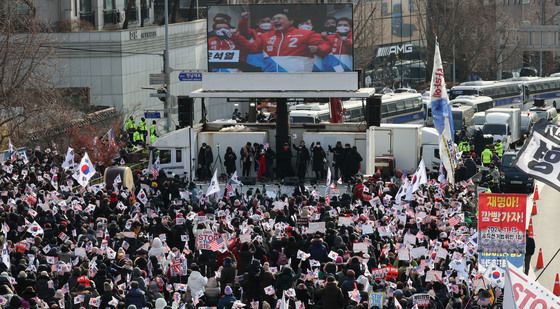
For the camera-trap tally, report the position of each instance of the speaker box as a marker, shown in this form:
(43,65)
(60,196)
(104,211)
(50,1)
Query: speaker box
(185,111)
(373,111)
(248,181)
(291,181)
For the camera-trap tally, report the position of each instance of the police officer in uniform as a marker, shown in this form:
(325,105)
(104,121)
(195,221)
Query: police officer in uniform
(153,132)
(142,127)
(465,147)
(499,149)
(486,156)
(130,127)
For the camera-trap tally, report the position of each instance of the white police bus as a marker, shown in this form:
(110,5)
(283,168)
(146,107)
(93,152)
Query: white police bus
(403,107)
(504,93)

→ Exercise details: Each record above, in full: return it exactly, pictures excluded.

→ Expected answer:
For the camera-trap tally, report the position of each instance of the speaker box as a marker, shown in this form:
(43,65)
(60,196)
(104,211)
(50,1)
Query: speaker box
(185,111)
(373,111)
(248,181)
(291,181)
For the camera-trap tally, report the position of each instance of the police officer in uniform as a marker, shown in this form:
(325,105)
(104,121)
(195,221)
Query: police officer in uniform
(153,132)
(142,127)
(465,147)
(499,149)
(486,156)
(130,127)
For the camera-trap tally, report the position of each instance of the white police bus as a marker, shown in this form:
(110,5)
(283,168)
(146,107)
(93,152)
Query: white police bus
(403,107)
(504,93)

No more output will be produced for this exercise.